EXCERPT TO READ>
=======

Monday, December 22, 2014

'Tis the Season to Make Artwork

Ceramic Ornaments

Texture is so important for blind students, which is why I loved giving them this pendant assignment. We used shoe soles, thread spools, combs, and whatever we could find to stamp slabs of clay, which were then cut out with small cups. The colors changed drastically when they dried, and then were fired.

We used acrylic to paint the ornaments. A dry brush with contrasting color helps the texture show.
Then we added ribbons or embroidery floss and tags. Each student took one home and we made about 70 extra to stuff faculty and staff boxes.

God's Eye

When I was a kid I thought popsicle stick and yarn ornaments were just a Christmas craft, and didn't realize the spiritual significance these had in Native American traditions. The Pueblos of New Mexico and the Huichol and Tepehuan of Mexico held these objects as a way to be recognized or a way for the gods to be able to watch over the weaver. They were also thought of as portals for the gods to pass through to get from one world to the other. I have a few students who have disabilities which make it difficult to even draw a line without help, but they were able to do this project independantly.


Tooling Foil

Heavy metal foil and a handful of tooling…uh…tools, kept my students busy for weeks. I wrote some of their names backwards and then flipped it over so they could experience the letters in tactile print rather than braille. Then they'd decorate those. Some pictures were Christmas themed and others weren't. Some were colored with Sharpies and others weren't. I used hot glue to attach the foil to the frames for these. I taught about the Bronze Age and Iron Age and we discussed types of metal and things that are made from metal.  You can try this at home with disposable pie tins and a wooden dowel that has been sharpened with a pencil sharpener.

=======

PROVIDED DATA>
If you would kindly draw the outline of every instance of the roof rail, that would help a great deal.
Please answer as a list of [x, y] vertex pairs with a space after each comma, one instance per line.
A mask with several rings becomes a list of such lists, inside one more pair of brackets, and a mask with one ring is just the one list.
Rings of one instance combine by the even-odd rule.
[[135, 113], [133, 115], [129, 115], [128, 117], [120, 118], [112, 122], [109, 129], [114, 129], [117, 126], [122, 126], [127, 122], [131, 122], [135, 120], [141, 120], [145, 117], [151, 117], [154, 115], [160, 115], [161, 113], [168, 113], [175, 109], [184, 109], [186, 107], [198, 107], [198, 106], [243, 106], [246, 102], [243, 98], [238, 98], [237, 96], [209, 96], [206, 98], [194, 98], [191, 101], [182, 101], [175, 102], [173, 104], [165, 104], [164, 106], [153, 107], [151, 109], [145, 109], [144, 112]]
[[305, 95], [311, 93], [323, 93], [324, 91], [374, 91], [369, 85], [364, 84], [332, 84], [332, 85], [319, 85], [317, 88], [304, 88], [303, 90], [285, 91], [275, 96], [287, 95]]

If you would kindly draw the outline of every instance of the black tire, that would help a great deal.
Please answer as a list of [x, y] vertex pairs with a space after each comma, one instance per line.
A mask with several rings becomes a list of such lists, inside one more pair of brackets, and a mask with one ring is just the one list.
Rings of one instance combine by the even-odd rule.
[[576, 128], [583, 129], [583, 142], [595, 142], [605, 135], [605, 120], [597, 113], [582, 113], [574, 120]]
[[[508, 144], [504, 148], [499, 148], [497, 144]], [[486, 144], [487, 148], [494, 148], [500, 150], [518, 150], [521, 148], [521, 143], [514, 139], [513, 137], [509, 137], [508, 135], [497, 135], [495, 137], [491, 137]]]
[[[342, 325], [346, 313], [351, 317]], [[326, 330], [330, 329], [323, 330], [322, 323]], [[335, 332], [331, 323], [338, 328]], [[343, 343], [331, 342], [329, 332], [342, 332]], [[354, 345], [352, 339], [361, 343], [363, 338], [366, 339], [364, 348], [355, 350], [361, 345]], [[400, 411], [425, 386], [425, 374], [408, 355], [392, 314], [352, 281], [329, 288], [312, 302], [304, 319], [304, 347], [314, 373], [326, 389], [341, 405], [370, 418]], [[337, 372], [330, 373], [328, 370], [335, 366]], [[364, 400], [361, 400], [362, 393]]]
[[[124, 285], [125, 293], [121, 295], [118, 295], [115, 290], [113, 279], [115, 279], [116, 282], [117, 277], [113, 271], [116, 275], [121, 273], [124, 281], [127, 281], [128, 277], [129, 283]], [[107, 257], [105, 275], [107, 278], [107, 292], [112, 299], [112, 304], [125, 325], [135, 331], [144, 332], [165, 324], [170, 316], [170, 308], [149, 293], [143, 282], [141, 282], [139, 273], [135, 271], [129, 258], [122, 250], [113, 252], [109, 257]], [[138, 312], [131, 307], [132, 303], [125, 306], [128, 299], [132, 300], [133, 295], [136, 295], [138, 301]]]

=======

YOUR TASKS>
a - From the holiday art post, return the part that opens with the words containing "Heavy metal foil" and closes with "a pencil sharpener.".
b - Write the next part of the blog post on holiday art projects, picking up right after its last sentence.

RESULTS BY TASK>
a -
Heavy metal foil and a handful of tooling…uh…tools, kept my students busy for weeks. I wrote some of their names backwards and then flipped it over so they could experience the letters in tactile print rather than braille. Then they'd decorate those. Some pictures were Christmas themed and others weren't. Some were colored with Sharpies and others weren't. I used hot glue to attach the foil to the frames for these. I taught about the Bronze Age and Iron Age and we discussed types of metal and things that are made from metal.  You can try this at home with disposable pie tins and a wooden dowel that has been sharpened with a pencil sharpener.

b -
 Set Design

Insulation foam scraps from a recent home improvement project were transformed into ornaments to decorate the stage for our school's Christmas concert. I bought a green rope and thin wire to create a string of lights. Everything hung with fishing line. Students researched ornament designs, painted the lights, poured glitter, and beamed with pride when it all came together on stage.  


Merry Christmas to all, and to all, happy creating!


Tuesday, December 2, 2014

Leaf Art Projects for Kids

Leaf hunting became an art class ritual for several weeks this fall. We made leaf prints, clay leaves, and animal collages from pressed leaves. The collage project was my favorite because it had the most elbow room for creativity. I was afraid that everyone would make fish, but we ended up with a healthy variety of creatures from a T-Rex to a dragon.
















Leaf prints are best when made with leaves that are a little fuzzy and textured. The oak-leaf hydrangea used on the piece below worked really well. I encouraged students to paint more than one color on each leaf before printing it. 
Wind chimes were the goal when students pressed leaves into clay slabs and cut them out. Most students only made one or two, not enough for a wind chime, but after they were fired and painted, they still made for interesting ornaments. The trick is to ripple or twist the clay leaf before it dries, to make it look more real. 




Tuesday, October 28, 2014

Clay Houses

Clay play was a fun way to start a new quarter. Students had one day to explore all the qualities of clay before we looked at slides of various types of architecture, from huts to castles. I described each slide in detail to the students are completely blind. Those with partial vision sat inches away from the screen. Their assignment was to describe their dream house and try to capture it in clay. Once I demonstrated how to use the slab roller and we were off and running.

My colleague is married to an architect, so she brought me all his plans for a beautiful public library to share with the students.


I was so eager for students to spend every second of each class period working on their houses, that I about wore myself out by frantically cleaning up and setting up between groups. Exhaustion is a small price to pay for good art.


This flat-topped, Flintstones-style skyscraper (left) is one of the only house that does not have a removable roof. Most students wanted their artwork to be able to function as a box.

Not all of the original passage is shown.